Start Material provided

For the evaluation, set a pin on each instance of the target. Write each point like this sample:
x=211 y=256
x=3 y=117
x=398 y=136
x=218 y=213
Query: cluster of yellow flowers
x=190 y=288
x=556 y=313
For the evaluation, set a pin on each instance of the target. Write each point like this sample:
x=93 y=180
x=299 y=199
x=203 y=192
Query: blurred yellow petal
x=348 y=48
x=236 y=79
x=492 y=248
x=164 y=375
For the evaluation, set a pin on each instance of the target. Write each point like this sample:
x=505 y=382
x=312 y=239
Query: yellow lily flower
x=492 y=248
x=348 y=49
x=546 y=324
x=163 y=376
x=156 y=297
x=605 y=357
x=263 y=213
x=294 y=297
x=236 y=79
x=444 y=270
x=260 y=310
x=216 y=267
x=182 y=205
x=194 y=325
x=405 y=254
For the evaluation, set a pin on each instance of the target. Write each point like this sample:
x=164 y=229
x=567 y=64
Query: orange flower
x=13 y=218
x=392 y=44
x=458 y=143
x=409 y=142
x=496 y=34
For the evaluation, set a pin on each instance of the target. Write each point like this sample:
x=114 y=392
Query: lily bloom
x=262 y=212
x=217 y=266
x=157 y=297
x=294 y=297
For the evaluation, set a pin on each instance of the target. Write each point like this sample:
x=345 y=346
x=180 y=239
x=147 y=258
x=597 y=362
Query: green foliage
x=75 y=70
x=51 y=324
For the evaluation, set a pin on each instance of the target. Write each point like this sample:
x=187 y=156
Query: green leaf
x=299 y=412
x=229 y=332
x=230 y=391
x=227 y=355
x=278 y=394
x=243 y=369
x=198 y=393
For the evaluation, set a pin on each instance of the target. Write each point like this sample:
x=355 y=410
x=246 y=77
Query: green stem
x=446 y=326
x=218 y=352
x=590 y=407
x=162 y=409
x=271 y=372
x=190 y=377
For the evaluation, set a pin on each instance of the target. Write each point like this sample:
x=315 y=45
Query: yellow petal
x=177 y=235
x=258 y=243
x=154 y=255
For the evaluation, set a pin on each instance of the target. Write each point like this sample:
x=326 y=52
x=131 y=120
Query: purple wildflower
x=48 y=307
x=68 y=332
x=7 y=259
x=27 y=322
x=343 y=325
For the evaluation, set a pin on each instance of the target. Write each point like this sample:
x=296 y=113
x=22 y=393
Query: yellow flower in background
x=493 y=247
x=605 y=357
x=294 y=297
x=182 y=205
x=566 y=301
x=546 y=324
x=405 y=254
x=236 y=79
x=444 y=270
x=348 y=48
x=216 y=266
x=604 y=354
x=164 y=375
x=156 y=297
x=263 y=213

End Material provided

Work to do: Please rewrite the material starting at its beginning and ending at the line that contains "x=343 y=325", requests included, and lower every x and y coordinate in the answers by 54. Leave the coordinates in the requests and their sample points unchanged.

Written answer:
For the evaluation, set a pin on each instance of the target. Write each point like this sample:
x=211 y=256
x=3 y=117
x=398 y=136
x=218 y=213
Query: cluster of yellow flowers
x=136 y=234
x=502 y=259
For the evaluation, set a pin on each instance of the target. Write each point like this sample:
x=93 y=180
x=299 y=199
x=203 y=192
Query: blurred yellow petal
x=294 y=-6
x=182 y=25
x=438 y=194
x=110 y=321
For the evaluation, set a pin on each instance of the target. Write each point like this sample:
x=505 y=382
x=312 y=239
Query: yellow lily flower
x=438 y=194
x=294 y=-5
x=492 y=270
x=109 y=322
x=102 y=243
x=551 y=303
x=209 y=159
x=240 y=243
x=182 y=25
x=390 y=216
x=206 y=256
x=162 y=213
x=128 y=151
x=140 y=271
x=351 y=200
For the evaluation, set a pin on each instance of the target. Write each point like this sample:
x=164 y=229
x=567 y=64
Query: orange flower
x=-41 y=164
x=338 y=-10
x=404 y=89
x=355 y=88
x=442 y=-20
For the evaluation, set a pin on each instance of the target. Write each point like this sample:
x=114 y=392
Query: lily bloom
x=208 y=158
x=163 y=212
x=103 y=243
x=240 y=243
For the evaluation, set a pin on each instance of the target. Write each point like this sample:
x=345 y=346
x=180 y=239
x=147 y=258
x=597 y=362
Query: green foliage
x=21 y=16
x=-3 y=270
For the evaluation, set a pin on each instance of the target. Write each point like this sample:
x=187 y=156
Query: green leaf
x=245 y=358
x=175 y=278
x=176 y=337
x=173 y=301
x=224 y=340
x=189 y=315
x=144 y=339
For the evaluation, set a pin on each instance of the target. Write each point like this sample:
x=355 y=410
x=246 y=77
Query: green stem
x=392 y=272
x=164 y=298
x=536 y=353
x=108 y=355
x=217 y=318
x=136 y=323
For the evaluation, set a pin on each instance of the target. Write each point like this sample:
x=315 y=45
Query: yellow petal
x=123 y=181
x=204 y=189
x=100 y=201
For the evaluation, set a pin on each instance of the target. Write each point like this sample:
x=326 y=52
x=131 y=120
Query: purple wildflower
x=-6 y=253
x=14 y=278
x=-47 y=205
x=-27 y=268
x=289 y=271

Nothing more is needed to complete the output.